**ABOUT THIS TASK:**
Produce a perfect copy of the listing, matching each line.

──────

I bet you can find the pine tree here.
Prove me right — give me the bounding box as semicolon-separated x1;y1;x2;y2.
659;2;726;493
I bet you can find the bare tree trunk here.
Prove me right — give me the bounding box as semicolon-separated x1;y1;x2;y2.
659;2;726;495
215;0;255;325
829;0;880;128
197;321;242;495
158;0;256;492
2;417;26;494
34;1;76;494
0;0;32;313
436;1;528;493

──────

**EXERCISE ANSWER:**
I bet you can find the pine tree here.
Prove me right — give me the bounding box as semicolon-separated x1;y1;x2;y2.
659;2;726;493
I bet you can find the bare tree trunk here.
Prove me right — give me the bounding box as semicolon-separated x1;y1;x2;y2.
659;2;726;495
215;0;255;325
829;0;880;128
197;321;242;495
158;0;256;492
2;417;26;494
34;1;76;494
0;0;32;313
436;1;528;493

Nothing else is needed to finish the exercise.